#### Problem
Rewrite every line of the data below as one string in a JSON list, in order, and leave out any blank lines.

#### Data rows
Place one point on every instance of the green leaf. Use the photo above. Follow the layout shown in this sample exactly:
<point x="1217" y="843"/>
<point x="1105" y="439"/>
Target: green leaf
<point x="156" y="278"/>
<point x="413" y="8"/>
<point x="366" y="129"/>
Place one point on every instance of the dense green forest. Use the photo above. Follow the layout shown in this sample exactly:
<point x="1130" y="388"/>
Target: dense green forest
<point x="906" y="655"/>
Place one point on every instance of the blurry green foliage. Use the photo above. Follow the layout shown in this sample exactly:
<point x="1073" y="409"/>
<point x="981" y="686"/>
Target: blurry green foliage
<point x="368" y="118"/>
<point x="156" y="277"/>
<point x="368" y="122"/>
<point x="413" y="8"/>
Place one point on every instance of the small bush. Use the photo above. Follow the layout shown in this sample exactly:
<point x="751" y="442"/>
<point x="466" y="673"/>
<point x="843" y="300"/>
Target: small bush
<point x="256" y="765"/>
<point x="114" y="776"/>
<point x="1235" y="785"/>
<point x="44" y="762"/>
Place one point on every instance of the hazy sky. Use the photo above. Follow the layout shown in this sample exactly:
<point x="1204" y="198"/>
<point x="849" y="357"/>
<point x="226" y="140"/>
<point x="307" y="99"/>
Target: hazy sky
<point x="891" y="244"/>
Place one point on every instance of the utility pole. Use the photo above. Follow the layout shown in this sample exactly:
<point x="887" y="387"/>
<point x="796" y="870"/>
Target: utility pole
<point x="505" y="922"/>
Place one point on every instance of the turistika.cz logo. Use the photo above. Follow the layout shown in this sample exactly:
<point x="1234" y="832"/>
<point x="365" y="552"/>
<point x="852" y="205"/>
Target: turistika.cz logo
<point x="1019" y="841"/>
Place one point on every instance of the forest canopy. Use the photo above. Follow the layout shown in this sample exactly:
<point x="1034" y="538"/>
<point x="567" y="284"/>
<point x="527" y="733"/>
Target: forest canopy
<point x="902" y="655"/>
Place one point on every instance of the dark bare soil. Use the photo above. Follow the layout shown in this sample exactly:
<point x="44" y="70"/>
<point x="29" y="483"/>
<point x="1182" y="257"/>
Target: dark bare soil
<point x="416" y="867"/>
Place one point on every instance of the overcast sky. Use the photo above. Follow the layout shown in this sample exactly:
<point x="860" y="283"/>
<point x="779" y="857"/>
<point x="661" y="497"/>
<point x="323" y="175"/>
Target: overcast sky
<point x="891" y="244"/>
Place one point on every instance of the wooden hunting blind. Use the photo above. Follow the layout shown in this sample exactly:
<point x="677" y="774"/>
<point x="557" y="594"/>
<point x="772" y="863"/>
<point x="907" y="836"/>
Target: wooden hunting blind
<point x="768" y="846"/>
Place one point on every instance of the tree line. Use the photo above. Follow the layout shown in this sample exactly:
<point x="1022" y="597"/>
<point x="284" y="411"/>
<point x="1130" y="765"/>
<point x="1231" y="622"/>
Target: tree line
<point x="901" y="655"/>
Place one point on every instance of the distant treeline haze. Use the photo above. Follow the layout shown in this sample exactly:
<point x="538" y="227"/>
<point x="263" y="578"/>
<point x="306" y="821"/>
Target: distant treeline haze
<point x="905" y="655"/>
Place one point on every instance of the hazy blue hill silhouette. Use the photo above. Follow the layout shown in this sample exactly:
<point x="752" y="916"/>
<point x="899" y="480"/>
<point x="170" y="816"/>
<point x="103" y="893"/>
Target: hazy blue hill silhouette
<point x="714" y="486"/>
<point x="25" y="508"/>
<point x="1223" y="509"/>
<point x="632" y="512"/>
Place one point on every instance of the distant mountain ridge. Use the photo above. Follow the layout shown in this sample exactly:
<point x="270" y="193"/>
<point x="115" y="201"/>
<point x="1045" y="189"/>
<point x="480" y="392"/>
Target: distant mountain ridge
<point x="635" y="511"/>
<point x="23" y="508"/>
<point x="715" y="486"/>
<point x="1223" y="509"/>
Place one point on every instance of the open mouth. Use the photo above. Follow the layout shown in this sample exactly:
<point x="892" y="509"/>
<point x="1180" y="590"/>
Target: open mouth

#### Reply
[
  "Place one point on every instance of the green leaf. Use the photo above. Follow the layout shown in this sample exactly:",
  "<point x=\"1217\" y=\"843\"/>",
  "<point x=\"1105\" y=\"439\"/>",
  "Target: green leaf",
  "<point x=\"156\" y=\"278\"/>",
  "<point x=\"413\" y=\"8\"/>",
  "<point x=\"366\" y=\"129\"/>",
  "Place one point on every instance of the dense green forest. Use the photo above. Follow the layout shown in this sample exactly:",
  "<point x=\"1130\" y=\"388\"/>",
  "Target: dense green forest",
  "<point x=\"906\" y=\"655\"/>",
  "Place one point on every instance of the blurry green foliage. Use the photo above. Follow the layout shown in this sample exactly:",
  "<point x=\"1073\" y=\"409\"/>",
  "<point x=\"981\" y=\"686\"/>",
  "Target: blurry green foliage",
  "<point x=\"368\" y=\"118\"/>",
  "<point x=\"156\" y=\"277\"/>",
  "<point x=\"368\" y=\"122\"/>",
  "<point x=\"413\" y=\"8\"/>",
  "Place one point on every instance of the small bush. Use the photo above. Follow the layout shown in this sample exactly:",
  "<point x=\"751\" y=\"442\"/>",
  "<point x=\"466\" y=\"673\"/>",
  "<point x=\"843\" y=\"300\"/>",
  "Target: small bush",
  "<point x=\"256\" y=\"765\"/>",
  "<point x=\"114\" y=\"776\"/>",
  "<point x=\"1235\" y=\"785\"/>",
  "<point x=\"44\" y=\"762\"/>",
  "Place one point on every instance of the hazy sky. Use the photo above. Follow the layout shown in this sample exactly:",
  "<point x=\"1204\" y=\"198\"/>",
  "<point x=\"849\" y=\"357\"/>",
  "<point x=\"226\" y=\"140\"/>",
  "<point x=\"307\" y=\"99\"/>",
  "Target: hazy sky",
  "<point x=\"891\" y=\"244\"/>",
  "Place one point on every instance of the utility pole. Use the photo above. Follow the layout shown in this sample exactly:",
  "<point x=\"887\" y=\"387\"/>",
  "<point x=\"796\" y=\"870\"/>",
  "Target: utility pole",
  "<point x=\"505\" y=\"922\"/>",
  "Place one point on every instance of the turistika.cz logo. Use the photo above. Follow the layout shown in this sample exactly:",
  "<point x=\"1234\" y=\"832\"/>",
  "<point x=\"365\" y=\"552\"/>",
  "<point x=\"852\" y=\"205\"/>",
  "Target: turistika.cz logo",
  "<point x=\"1019\" y=\"841\"/>",
  "Place one point on every instance of the forest canopy. Use the photo above. Follow the layout shown in this sample exactly:",
  "<point x=\"1034\" y=\"538\"/>",
  "<point x=\"567\" y=\"284\"/>",
  "<point x=\"527\" y=\"733\"/>",
  "Target: forest canopy",
  "<point x=\"902\" y=\"655\"/>",
  "Place one point on every instance of the dark bare soil. Use the photo above. Follow the layout shown in this sample exactly:",
  "<point x=\"44\" y=\"70\"/>",
  "<point x=\"29\" y=\"483\"/>",
  "<point x=\"1182\" y=\"257\"/>",
  "Target: dark bare soil",
  "<point x=\"416\" y=\"867\"/>",
  "Place one point on every instance of the overcast sky. Use the photo above. Follow the layout shown in this sample exactly:",
  "<point x=\"860\" y=\"283\"/>",
  "<point x=\"779\" y=\"857\"/>",
  "<point x=\"661\" y=\"497\"/>",
  "<point x=\"323\" y=\"175\"/>",
  "Target: overcast sky",
  "<point x=\"891\" y=\"244\"/>",
  "Place one point on every instance of the wooden hunting blind. Use the photo above. Follow the layout shown in this sample exactly:",
  "<point x=\"677\" y=\"774\"/>",
  "<point x=\"557\" y=\"594\"/>",
  "<point x=\"772\" y=\"863\"/>",
  "<point x=\"907\" y=\"836\"/>",
  "Target: wooden hunting blind",
  "<point x=\"768\" y=\"846\"/>",
  "Place one point on every instance of the tree line. Use the photo above. Follow the layout shown in this sample exactly:",
  "<point x=\"1022\" y=\"597\"/>",
  "<point x=\"284\" y=\"411\"/>",
  "<point x=\"1130\" y=\"765\"/>",
  "<point x=\"1231\" y=\"622\"/>",
  "Target: tree line",
  "<point x=\"901\" y=\"655\"/>",
  "Place one point on every instance of the distant treeline haze. Use the photo above. Follow the layout shown in this sample exactly:",
  "<point x=\"538\" y=\"227\"/>",
  "<point x=\"263\" y=\"578\"/>",
  "<point x=\"306\" y=\"821\"/>",
  "Target: distant treeline haze",
  "<point x=\"905\" y=\"655\"/>",
  "Place one point on every instance of the hazy blue hill silhouette. Use the photo above. Follow the layout shown in this sample exactly:",
  "<point x=\"752\" y=\"916\"/>",
  "<point x=\"899\" y=\"480\"/>",
  "<point x=\"170\" y=\"816\"/>",
  "<point x=\"103\" y=\"893\"/>",
  "Target: hazy blue hill silhouette",
  "<point x=\"714\" y=\"486\"/>",
  "<point x=\"25\" y=\"508\"/>",
  "<point x=\"1223\" y=\"509\"/>",
  "<point x=\"632\" y=\"512\"/>",
  "Place one point on every instance of the distant mountain ridge. Use the photo above. Follow the layout shown in this sample exactly:",
  "<point x=\"270\" y=\"193\"/>",
  "<point x=\"115\" y=\"201\"/>",
  "<point x=\"1045\" y=\"189\"/>",
  "<point x=\"480\" y=\"392\"/>",
  "Target: distant mountain ridge",
  "<point x=\"635\" y=\"511\"/>",
  "<point x=\"23\" y=\"508\"/>",
  "<point x=\"715\" y=\"486\"/>",
  "<point x=\"1223\" y=\"509\"/>",
  "Place one point on every instance of the open mouth. Use the photo above. Follow the layout shown in this sample exactly:",
  "<point x=\"892\" y=\"509\"/>",
  "<point x=\"1180\" y=\"590\"/>",
  "Target: open mouth"
]